-- What you are asked to do --
Carry on the list of resources and software acknowledged by the MATRIX project from the point where it stops.

━━━━━ Document excerpt

Mondo Disease Ontology
MATRIX builds on resources from Mondo Disease Ontology (MONDO), an open, community-driven ontology that harmonizes disease definitions across numerous medical vocabularies. MONDO provides a unified, semantically consistent set of disease identifiers, enabling interoperability across biomedical datasets and facilitating disease-centric reasoning within MATRIX. Its integrative approach to aligning rare and common diseases is especially valuable for drug repurposing applications. For details, see the Mondo project page and this publication.
Nicole A Vasilevsky et. al
Mondo: Unifying diseases for the world, by the world.
medRxiv 2022.04.13.22273750
doi: doi:10.1101/2022.04.13.22273750
Software
Here we acknowledge a few of the central pieces in our ecosystem. This list is not exhaustive. If you think a piece of software is worth highlighting here, let us know on our issue tracker.
Kedro
A Python framework for building reproducible, maintainable data science pipelines, used in MATRIX to structure and orchestrate ETL workflows.
PySpark
The Python interface to Apache Spark, enabling distributed data processing and large-scale transformations in MATRIX’s integration pipeline.
Docker
A containerization platform that ensures MATRIX software components run in consistent, portable environments.
Neo4j
A graph database optimized for querying and exploring biomedical relationships, used to host and analyze the integrated MATRIX knowledge graph.
Acknowledgment
Neo4J provides Every Cure with a free license as part of its Graphs4Good scheme (https://neo4j.com/graphs4good/).
MLflow
An open-source platform for managing machine learning experiments, tracking, and reproducibility within MATRIX’s AI workflows.
Kubernetes (K8s)
A container orchestration system that manages scaling, deployment, and resilience of MATRIX’s cloud-native components.
Argo Workflows
A Kubernetes-native workflow engine used for defining and running MATRIX’s complex, multi-step data pipelines.
Terraform / Terragrunt
Infrastructure-as-code tools that provision and manage MATRIX’s cloud environments in a reproducible and versioned way.

━━━━━━━━━━
━━━━━ Material shown

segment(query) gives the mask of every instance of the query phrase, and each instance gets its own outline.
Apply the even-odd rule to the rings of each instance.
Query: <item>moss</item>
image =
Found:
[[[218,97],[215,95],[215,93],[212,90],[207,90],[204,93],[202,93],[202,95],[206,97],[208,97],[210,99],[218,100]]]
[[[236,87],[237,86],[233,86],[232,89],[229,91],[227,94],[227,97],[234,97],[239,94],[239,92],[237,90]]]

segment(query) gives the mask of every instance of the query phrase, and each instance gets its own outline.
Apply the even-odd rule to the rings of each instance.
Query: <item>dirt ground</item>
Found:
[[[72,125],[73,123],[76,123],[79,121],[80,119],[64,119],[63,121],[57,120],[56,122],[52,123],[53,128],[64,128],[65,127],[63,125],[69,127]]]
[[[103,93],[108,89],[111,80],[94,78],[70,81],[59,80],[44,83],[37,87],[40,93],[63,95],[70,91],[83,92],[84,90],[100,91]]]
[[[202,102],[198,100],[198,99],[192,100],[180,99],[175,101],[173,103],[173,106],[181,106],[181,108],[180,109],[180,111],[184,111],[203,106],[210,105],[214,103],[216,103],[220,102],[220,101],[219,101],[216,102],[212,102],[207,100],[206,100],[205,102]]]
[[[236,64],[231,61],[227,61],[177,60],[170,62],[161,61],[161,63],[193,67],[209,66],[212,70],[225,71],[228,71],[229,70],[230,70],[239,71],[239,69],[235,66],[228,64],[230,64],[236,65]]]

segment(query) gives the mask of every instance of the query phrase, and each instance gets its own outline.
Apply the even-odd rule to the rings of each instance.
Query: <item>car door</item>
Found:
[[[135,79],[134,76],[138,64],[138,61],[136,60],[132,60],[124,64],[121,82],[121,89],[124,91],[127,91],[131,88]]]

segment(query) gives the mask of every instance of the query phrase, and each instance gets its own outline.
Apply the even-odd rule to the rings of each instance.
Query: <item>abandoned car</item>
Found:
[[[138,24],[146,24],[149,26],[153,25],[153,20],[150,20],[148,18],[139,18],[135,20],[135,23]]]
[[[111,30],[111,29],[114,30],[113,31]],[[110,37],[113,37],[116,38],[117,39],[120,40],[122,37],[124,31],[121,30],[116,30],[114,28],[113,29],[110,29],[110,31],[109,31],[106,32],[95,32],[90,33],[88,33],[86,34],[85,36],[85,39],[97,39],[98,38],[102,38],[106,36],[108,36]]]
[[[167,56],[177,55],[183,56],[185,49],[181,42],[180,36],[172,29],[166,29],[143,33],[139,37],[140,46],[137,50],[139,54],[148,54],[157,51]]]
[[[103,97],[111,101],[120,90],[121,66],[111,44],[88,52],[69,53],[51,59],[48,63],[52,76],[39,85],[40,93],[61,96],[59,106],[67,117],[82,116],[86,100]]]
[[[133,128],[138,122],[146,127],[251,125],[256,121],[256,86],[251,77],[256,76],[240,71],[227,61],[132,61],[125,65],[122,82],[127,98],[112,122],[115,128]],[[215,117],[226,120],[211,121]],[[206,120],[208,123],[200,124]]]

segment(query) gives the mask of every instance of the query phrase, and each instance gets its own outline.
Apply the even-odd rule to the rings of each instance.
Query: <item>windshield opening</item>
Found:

━━━━━━━━━━

-- Reply --
Docker Compose
A tool for defining and running multi-container applications locally, supporting MATRIX development and testing.
NCATS Node Normalizer
A Translator service for mapping biomedical entity identifiers across vocabularies, supporting consistent normalization in MATRIX.
NCATS Name Resolver
A Translator service for resolving biomedical entity names into standardized identifiers used throughout MATRIX.
ARAX Node Normalizer
An alternative node normalization service developed by the ARAX team, leveraged in MATRIX for identifier harmonization and redundancy checks.
LiteLLM
A lightweight library that unifies APIs for large language models, enabling MATRIX workflows to flexibly integrate multiple LLM providers.
GitHub
A collaborative platform for version control and open-source development, hosting MATRIX code, issues, and community contributions.
Acknowledgment
Every Cure benefits from GitHub for Nonprofits.
Slack
A team communication platform used by MATRIX collaborators for coordination, discussions, and rapid issue resolution.
Acknowledgment
Every Cure benefits from Slack for Charities.
Anthropic
An AI research company providing advanced language models, integrated in MATRIX exploratory workflows for curation and analysis.
Acknowledgment
Anthropic provides Every Cure with free credits.
Google Cloud
A cloud services platform supporting MATRIX infrastructure, including compute, storage, and scalable deployment environments.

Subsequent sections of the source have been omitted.